- _Task instructions_: Could you restate all of the records below exactly, with the pictures left out?

- _Input material_:

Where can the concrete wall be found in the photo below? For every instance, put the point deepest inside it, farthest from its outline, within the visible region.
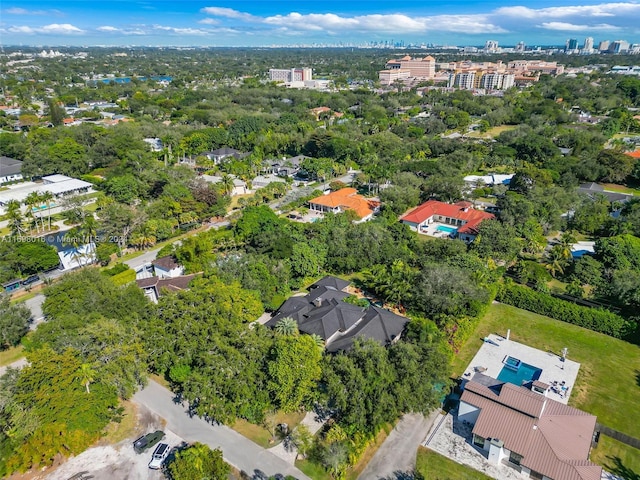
(468, 413)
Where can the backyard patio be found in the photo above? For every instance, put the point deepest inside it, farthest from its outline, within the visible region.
(495, 350)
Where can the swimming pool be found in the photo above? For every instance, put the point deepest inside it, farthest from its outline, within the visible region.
(444, 228)
(525, 373)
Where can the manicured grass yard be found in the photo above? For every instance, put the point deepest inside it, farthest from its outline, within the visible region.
(433, 466)
(260, 435)
(608, 384)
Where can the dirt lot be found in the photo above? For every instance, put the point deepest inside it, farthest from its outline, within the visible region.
(110, 462)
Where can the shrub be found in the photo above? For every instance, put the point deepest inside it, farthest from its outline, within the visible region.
(598, 320)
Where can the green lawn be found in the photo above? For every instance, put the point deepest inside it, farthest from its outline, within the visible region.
(10, 355)
(260, 435)
(608, 384)
(433, 466)
(491, 133)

- _Result for this task_:
Where can the concrete wall be found in the photo below? For every instance, put the point deepest inside it, farthest from its outline, within the visible region.
(468, 413)
Where can the backyard patio be found in the photo above? For every instance, put the point deepest inside it, farthest from its outline, within the visible region.
(495, 350)
Where can the swimming pool be found in the photo above? For every instance, put the point deepest inside it, farthest from its outline, within the visible region.
(444, 228)
(525, 373)
Where can the manicured grass yard be found in the photo above? For every instance, put the point deepest inside it, farthest from its outline, within the visible region.
(433, 466)
(260, 435)
(608, 384)
Where can the dirt lot be found in the photo above? For every instance, put the point deepest inside it, farthest from its outline, within the visible region.
(110, 462)
Where can the shrub be found in the photo above? For every instance, put the point deepest inside it, farthest from its outline, within the visible region.
(598, 320)
Where can the green lawn be found in the photo above? For every instance, put the point deepest inside it, farthest from its outline, within the visible region.
(10, 355)
(260, 435)
(608, 384)
(433, 466)
(491, 133)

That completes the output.